Textauszug:
----------

In den USA ist die Schnäppchenjagd auf geheime Schätze in Buchform vor bei allem bei Charity- Buchbazaren und Bibliotheksausverkäufen wesentlich verbreiteter und erfolgversprechender als in Deutschland. Riesige Mengen gebrauchter Bücher wechseln dort regelmäßig den Besitzer. Diese Buchflohmärkte mit gemeinnützigem Charakter sind in Amerika wichtiger Teil der Alltagskultur. Zudem bringen sie warmen Geldregen in die wie bei uns meist klammen und anders als bei uns fast völlig auf Sponsoren und private Spender angewiesenen Kassen der lokalen Kultur-Multiplikatoren und ehrenamtlich rührigen helfenden Hände karikativer Organisationen vor Ort - egal ob kirchlich, kommunal oder ehrenamtlich-bürgerbewegt.

----------

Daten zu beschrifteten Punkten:

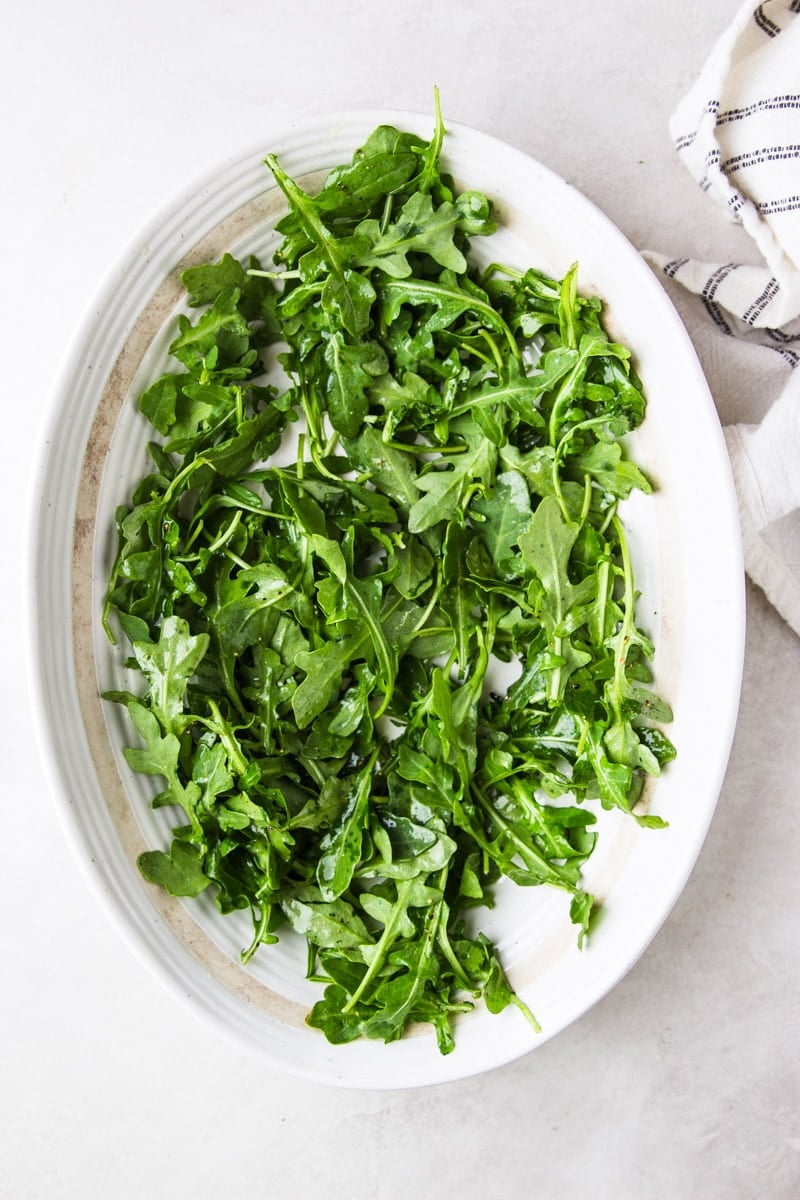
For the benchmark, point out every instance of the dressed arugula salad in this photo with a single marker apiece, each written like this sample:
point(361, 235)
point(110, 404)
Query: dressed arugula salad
point(405, 664)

----------

Aufgaben:
a: Fasse den Absatz im Textauszug, der mit „In den USA ist die Schnäppchenjagd“ beginnt, als kurze Liste seiner wichtigsten Aussagen zusammen.
b: Gib für jede der folgenden Aussagen an, ob sie mit dem Textauszug übereinstimmt, und belege dein Ja oder Nein mit den entscheidenden Worten des Textauszugs: (i) Buchflohmärkte mit gemeinnützigem Charakter gehören in Amerika zur Alltagskultur. (ii) In den USA wechseln nur selten gebrauchte Bücher den Besitzer. (iii) Die Schnäppchenjagd auf Bücher ist in Deutschland erfolgversprechender als in den USA.
c: Knüpfe an den letzten Satz des Textauszugs über Buchflohmärkte in den USA an und führe ihn um einen Absatz weiter.
Die Daten spielen hierfür keine Rolle.

Antworten:
a:
- In den USA ist die Suche nach versteckten Buchschätzen wesentlich verbreiteter und erfolgversprechender als in Deutschland. Das gilt vor allem für Charity-Buchbasare und Bibliotheksausverkäufe.
- Dort wechseln regelmäßig riesige Mengen gebrauchter Bücher den Besitzer.
- Solche gemeinnützigen Buchflohmärkte sind in Amerika ein wichtiger Teil der Alltagskultur.
- Sie bringen Geld in die meist knappen Kassen lokaler Kulturträger und karitativer Organisationen, ob kirchlich, kommunal oder bürgerschaftlich-ehrenamtlich.
- Diese Kassen sind anders als bei uns fast völlig auf Sponsoren und private Spender angewiesen.

b:
(i) Ja: „Diese Buchflohmärkte mit gemeinnützigem Charakter sind in Amerika wichtiger Teil der Alltagskultur.“
(ii) Nein: „Riesige Mengen gebrauchter Bücher wechseln dort regelmäßig den Besitzer.“
(iii) Nein: „wesentlich verbreiteter und erfolgversprechender als in Deutschland“

c:
Zwiespältig sind die Gefühle angesichts des zunehmend aggressiven Treibens hauptberuflicher sogenannter Book Scouts bei diesen traditionell eher geruhsam-bibliophilen Veranstaltungen: vom Typus her gleichen diese Buchkäufer und -verkäufer in Personalunion in etwa den auch bei uns naserümpfend als Antiqure dritter Klasse angesehenen Buchtrödlern, wie sie zunehmend auch Plattformen wie Amazon und AbeBooks bevölkern und mit ihren Ständen auf Flohmärkten anzutreffen sind;
Book Scouts stehen anders als seriöse Antiquare - denen sie nicht selten zuarbeiten - ganz unten auf der Hierarchie des Gebrauchtbuchhandels in den USA; rauhbeinige Gesellen - meist sind es Männer - einer sozialen Subkultur aus College-Dropouts und halbgebildeten "Lebenskünstlern" ; angesichts der Wirtschaftskrise betätigen sich jedoch auch immer mehr klomplette Mittelschichtfamilien mit Geldproblemen arbeitsteilig auf diesem Gebiet des augenscheinlich schnell zu machenden Geldes; von Büchern verstehen diese "Händler" in der Regel nichts.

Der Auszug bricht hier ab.